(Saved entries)
[Start of Attachment]
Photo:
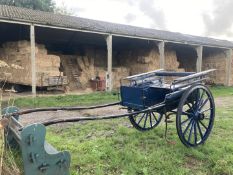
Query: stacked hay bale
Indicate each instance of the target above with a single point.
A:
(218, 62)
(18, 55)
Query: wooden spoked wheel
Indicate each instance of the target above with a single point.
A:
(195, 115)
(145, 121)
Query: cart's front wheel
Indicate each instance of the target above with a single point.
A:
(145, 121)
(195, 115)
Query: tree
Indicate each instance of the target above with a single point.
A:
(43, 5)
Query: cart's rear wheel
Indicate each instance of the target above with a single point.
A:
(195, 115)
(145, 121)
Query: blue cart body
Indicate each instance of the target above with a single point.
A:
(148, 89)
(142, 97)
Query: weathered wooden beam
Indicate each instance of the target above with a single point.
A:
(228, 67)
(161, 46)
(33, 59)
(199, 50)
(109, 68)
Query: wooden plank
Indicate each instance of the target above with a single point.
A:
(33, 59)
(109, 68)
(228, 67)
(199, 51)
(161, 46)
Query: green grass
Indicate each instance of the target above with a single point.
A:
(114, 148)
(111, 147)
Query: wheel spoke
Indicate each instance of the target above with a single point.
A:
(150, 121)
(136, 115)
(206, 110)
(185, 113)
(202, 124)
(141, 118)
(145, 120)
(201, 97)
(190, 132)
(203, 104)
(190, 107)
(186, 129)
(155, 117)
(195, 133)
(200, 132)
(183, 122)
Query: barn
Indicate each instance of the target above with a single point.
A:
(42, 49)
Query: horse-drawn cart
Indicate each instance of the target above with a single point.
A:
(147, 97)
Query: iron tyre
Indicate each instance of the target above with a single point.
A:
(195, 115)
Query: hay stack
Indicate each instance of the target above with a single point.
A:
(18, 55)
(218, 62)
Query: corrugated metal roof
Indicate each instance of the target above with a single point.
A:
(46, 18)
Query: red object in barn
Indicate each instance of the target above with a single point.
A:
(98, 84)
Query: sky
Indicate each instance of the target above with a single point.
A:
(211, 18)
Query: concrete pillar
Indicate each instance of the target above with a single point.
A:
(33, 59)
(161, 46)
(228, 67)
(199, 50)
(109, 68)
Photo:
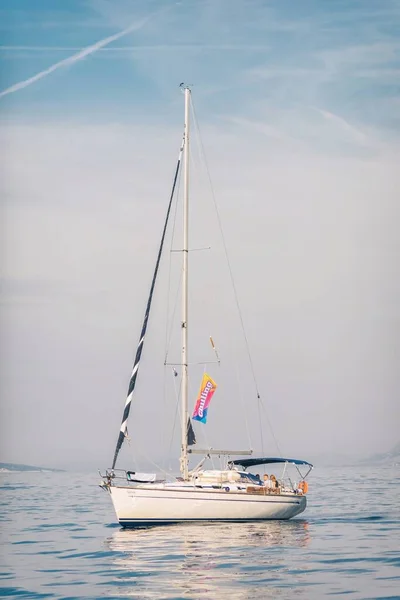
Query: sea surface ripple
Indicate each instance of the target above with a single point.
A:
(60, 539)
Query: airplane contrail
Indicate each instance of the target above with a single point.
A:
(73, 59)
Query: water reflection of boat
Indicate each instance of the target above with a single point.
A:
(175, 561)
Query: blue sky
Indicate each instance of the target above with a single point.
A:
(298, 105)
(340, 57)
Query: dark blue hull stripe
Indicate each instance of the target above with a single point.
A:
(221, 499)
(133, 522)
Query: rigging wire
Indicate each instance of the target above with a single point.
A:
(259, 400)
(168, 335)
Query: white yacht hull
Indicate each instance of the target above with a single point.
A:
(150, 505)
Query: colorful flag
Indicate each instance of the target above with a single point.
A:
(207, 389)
[End of Attachment]
TASK INSTRUCTIONS —
Go over the data above and copy every line that has the word "blue" in it.

COMPLETED EXERCISE —
Query: blue cart body
Query: blue sky
Query: dark blue hull stripe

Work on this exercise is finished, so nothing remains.